+++ MATERIAL PROVIDED +++

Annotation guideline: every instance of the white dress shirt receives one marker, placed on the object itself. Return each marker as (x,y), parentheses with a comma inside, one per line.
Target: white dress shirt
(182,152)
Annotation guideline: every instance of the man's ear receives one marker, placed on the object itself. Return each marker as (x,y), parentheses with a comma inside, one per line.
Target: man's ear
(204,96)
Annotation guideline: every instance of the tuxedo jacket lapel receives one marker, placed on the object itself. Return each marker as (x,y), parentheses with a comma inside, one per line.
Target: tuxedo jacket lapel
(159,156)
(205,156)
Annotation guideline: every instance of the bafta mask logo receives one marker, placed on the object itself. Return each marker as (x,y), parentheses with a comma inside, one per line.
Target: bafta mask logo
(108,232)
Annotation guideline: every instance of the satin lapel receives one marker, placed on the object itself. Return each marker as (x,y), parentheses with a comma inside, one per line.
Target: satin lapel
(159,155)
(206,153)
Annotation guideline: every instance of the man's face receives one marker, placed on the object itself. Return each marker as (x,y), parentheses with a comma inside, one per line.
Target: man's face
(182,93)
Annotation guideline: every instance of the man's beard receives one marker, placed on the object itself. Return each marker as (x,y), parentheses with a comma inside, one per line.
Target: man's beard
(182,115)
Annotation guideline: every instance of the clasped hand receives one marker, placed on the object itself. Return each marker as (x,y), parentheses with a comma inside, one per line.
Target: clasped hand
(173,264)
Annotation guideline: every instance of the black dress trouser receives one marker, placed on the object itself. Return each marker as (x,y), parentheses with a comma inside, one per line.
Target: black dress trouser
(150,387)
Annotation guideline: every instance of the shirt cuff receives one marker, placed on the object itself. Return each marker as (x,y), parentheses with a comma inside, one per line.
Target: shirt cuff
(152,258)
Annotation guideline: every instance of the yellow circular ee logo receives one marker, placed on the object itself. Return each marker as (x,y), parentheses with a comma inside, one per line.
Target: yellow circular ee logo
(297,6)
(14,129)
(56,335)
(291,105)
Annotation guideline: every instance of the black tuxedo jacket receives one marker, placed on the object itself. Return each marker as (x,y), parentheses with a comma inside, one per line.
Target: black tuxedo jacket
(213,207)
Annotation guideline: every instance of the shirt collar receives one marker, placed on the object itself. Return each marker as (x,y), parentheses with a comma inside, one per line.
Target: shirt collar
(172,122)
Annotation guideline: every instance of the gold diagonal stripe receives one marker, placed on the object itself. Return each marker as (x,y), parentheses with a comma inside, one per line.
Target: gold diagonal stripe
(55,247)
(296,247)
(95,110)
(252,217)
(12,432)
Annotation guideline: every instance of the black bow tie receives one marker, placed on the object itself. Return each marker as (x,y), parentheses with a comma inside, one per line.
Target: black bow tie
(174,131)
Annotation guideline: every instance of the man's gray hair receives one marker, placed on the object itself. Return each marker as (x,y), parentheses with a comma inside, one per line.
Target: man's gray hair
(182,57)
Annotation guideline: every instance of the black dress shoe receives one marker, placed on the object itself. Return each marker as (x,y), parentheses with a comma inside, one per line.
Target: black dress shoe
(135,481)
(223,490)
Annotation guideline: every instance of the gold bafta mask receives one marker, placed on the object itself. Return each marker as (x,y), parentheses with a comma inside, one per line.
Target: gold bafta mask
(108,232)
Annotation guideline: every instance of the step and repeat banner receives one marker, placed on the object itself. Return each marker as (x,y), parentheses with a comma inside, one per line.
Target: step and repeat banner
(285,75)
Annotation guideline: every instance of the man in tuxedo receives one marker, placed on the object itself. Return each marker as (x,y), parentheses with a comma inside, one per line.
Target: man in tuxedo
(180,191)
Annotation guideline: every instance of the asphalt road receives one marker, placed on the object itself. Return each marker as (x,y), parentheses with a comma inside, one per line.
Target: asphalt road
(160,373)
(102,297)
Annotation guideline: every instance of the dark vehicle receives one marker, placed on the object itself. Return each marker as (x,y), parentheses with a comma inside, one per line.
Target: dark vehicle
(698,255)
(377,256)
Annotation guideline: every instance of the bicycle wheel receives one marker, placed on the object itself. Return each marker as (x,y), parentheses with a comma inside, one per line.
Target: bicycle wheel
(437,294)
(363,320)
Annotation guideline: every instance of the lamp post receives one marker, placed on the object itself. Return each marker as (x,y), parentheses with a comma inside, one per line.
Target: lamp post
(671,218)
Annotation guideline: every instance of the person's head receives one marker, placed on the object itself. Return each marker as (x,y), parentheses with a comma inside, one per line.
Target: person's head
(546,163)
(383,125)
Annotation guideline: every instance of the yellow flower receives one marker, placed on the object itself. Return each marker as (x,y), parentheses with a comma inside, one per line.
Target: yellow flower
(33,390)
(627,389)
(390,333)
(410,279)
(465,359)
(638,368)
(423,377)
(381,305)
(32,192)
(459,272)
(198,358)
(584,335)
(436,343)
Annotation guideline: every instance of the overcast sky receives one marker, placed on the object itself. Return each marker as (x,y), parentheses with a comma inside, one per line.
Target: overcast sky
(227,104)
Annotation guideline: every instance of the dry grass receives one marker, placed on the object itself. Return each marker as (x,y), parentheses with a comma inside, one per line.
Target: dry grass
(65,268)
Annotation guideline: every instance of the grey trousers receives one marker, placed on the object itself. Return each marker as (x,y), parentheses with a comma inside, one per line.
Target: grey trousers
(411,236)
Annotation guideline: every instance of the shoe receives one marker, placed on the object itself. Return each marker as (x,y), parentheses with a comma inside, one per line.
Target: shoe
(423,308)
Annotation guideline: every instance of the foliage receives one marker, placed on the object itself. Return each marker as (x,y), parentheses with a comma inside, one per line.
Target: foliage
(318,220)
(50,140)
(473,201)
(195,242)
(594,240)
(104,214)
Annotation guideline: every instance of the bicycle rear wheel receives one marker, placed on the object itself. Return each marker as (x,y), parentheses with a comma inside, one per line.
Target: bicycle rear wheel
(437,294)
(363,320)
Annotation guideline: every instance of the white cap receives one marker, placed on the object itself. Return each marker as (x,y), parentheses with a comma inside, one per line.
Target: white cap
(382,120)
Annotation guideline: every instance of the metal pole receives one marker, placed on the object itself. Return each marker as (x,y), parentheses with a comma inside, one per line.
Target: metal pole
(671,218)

+++

## BRIEF:
Recopy the whole listing exactly.

## ANSWER TO THIS TASK:
Annotation guideline: every instance of the white dress shirt receives one marker, placed on the object itself. Return each marker as (x,y), parentheses with a comma inside, one per line.
Target: white dress shirt
(182,152)
Annotation guideline: every instance of the man's ear receives one marker, placed on the object itself. Return each marker as (x,y), parentheses with a comma inside, one per line.
Target: man's ear
(204,96)
Annotation guideline: every instance of the tuxedo jacket lapel receives one marker, placed on the object itself. Return each marker as (x,y), parentheses with a comma inside, one per line.
Target: tuxedo jacket lapel
(159,156)
(205,156)
Annotation guideline: every instance of the bafta mask logo receives one marker, placed on the object itself. Return each marker as (x,y), parentheses with a comma inside, one per line.
Target: bafta mask logo
(108,232)
Annotation guideline: every instance of the satin lapel receives one marker, placed on the object itself. Return each marker as (x,y), parentheses with a comma inside, one per line.
Target: satin lapel
(159,155)
(206,153)
Annotation guideline: every instance of the man's face receives one marker, placed on the object itself. Return each marker as (x,y), parentheses with a comma inside, one per line.
Target: man's face
(182,93)
Annotation guideline: every instance of the man's beard receives one marker, placed on the object itself. Return each marker as (x,y), parentheses with a comma inside, one per line.
Target: man's beard
(182,115)
Annotation guideline: every instance of the clasped hand receives one marker, placed on the object itself. Return each marker as (x,y), parentheses with a comma inside, one per line.
Target: clasped hand
(173,264)
Annotation guideline: every instance of the black dress trouser receives one marker, placed on the object itself. Return each marker as (x,y), parentheses with a comma inside, one per line.
Target: black dress trouser
(150,387)
Annotation guideline: every instance of the shirt cuff receives one marker, placed on the object itself. Return each marker as (x,y), parentheses with a comma inside, one per line.
Target: shirt cuff
(152,258)
Annotation guideline: every instance of the yellow circular ee logo receives one marker, placed on the object itself. Return each marker as (x,y), parentheses with a comma inside, one per line.
Target: yellow circular ee logo
(297,6)
(14,129)
(56,335)
(291,105)
Annotation guideline: every instance of the black tuxedo jacket receives one marker, placed on the object itself. Return each marker as (x,y), parentheses with a comma inside, one per line.
Target: black tuxedo jacket
(213,207)
Annotation guideline: every instance of the shirt collar receives one marker, placed on the object itself. Return each marker as (x,y), parentheses with a comma inside, one per line.
Target: shirt collar
(172,122)
Annotation guideline: every instance of the gold diagonal stripe receives one marker, placed on the object itself. Return each marker as (x,y), parentheses with a comma inside, one per line.
Target: gold diagonal stripe
(55,247)
(296,247)
(95,110)
(252,217)
(12,432)
Annotation guideline: every instance of the black bow tie receives one marker, placed on the object itself. Return each marker as (x,y), parentheses with a comma inside, one per line.
Target: black bow tie
(174,131)
Annotation guideline: every instance of the man's gray hair receives one marker, placed on the object itself. Return each marker as (x,y), parentheses with a comma inside, one per line.
Target: man's gray hair
(182,57)
Annotation guideline: every instance of the black dress shoe receives one marker, placed on the object itself. Return each marker as (x,y), parentheses with a comma inside, one per line.
Target: black dress shoe
(135,481)
(223,490)
Annotation guideline: every instance of the gold bafta mask receives one marker, placed on the object itself. Return each marker as (x,y), parentheses with a comma inside, one per line.
Target: gold bafta mask
(108,232)
Annotation guideline: every instance of the step and repeat banner receives one marker, placed on the object itself. Return each marker as (x,y), parentheses with a comma inside, one per line.
Target: step and repeat banner
(285,75)
Annotation guideline: every instance of the man in tuxedo receives one marker, placed on the object itself. Return each marker as (x,y), parentheses with a comma inside, one per line.
Target: man in tuxedo
(180,191)
Annotation guideline: every instance of the asphalt road receives one marker, placed on the object itself. Return each marker as (x,y), parentheses with a comma inside, one per line.
Target: asphalt road
(160,373)
(102,297)
Annotation guideline: every instance of the dark vehicle receives one marker, placed on the object itself. Return each marker as (x,y), parentheses with a comma inside, one per line.
Target: dark vehicle
(698,255)
(377,256)
Annotation guideline: every instance of the bicycle wheel receives one marker, placed on the object itself. Return each marker as (x,y), parentheses with a comma inside, one per line.
Target: bicycle wheel
(437,294)
(363,320)
Annotation guideline: every instance of the lamp post receives one marker, placed on the object itself. Return each marker as (x,y), parentheses with a comma inside, one per line.
Target: lamp post
(671,218)
Annotation guideline: every instance of the person's head receives one marker, placed on the object itself. Return each marker as (x,y), parentheses with a comma inside, one per line.
Target: person's head
(546,163)
(383,125)
Annotation guideline: every instance of the yellow flower receives one marker, placed on the object itself. Return each marker as (x,y), parentheses with a comma inside, one per line.
Target: yellow flower
(33,390)
(627,389)
(390,333)
(410,279)
(465,359)
(638,368)
(423,377)
(381,305)
(32,192)
(459,272)
(198,358)
(584,335)
(436,343)
Annotation guideline: every instance of the overcast sky receives one marker, placed on the object itself. Return each marker as (x,y), parentheses with a comma inside, one per line.
Target: overcast sky
(227,104)
Annotation guideline: every instance of the dry grass receives one marker, placed on the object itself. Return each marker as (x,y), parentheses with a comma inside, one per line.
Target: dry grass
(65,268)
Annotation guideline: every instance of the grey trousers receives one marker, placed on the object itself. Return each marker as (x,y), parentheses with a comma inside, one per line.
Target: grey trousers
(411,236)
Annotation guideline: every instance of the shoe receives one marker, placed on the object itself. Return each marker as (x,y), parentheses with a comma inside, one per line.
Target: shoe
(423,308)
Annotation guideline: every instance of the foliage receives one marker, placed on the object itself. Return each marker as (x,y), parentheses with a comma inside, one per line.
Target: foliage
(318,220)
(50,140)
(473,201)
(195,242)
(594,240)
(104,214)
Annotation guideline: every instance of the bicycle rear wheel receives one marker, placed on the object itself. Return each marker as (x,y), parentheses with a comma inside, one per line.
Target: bicycle rear wheel
(437,294)
(363,320)
Annotation guideline: every instance of the white cap receives one marker, placed on the object itself. Return each marker as (x,y), parentheses with a comma inside, one per line.
Target: white cap
(382,120)
Annotation guideline: every instance of the metal pole receives one marker, placed on the object itself. Return each marker as (x,y), parentheses with a comma inside, one per line.
Target: metal pole
(671,218)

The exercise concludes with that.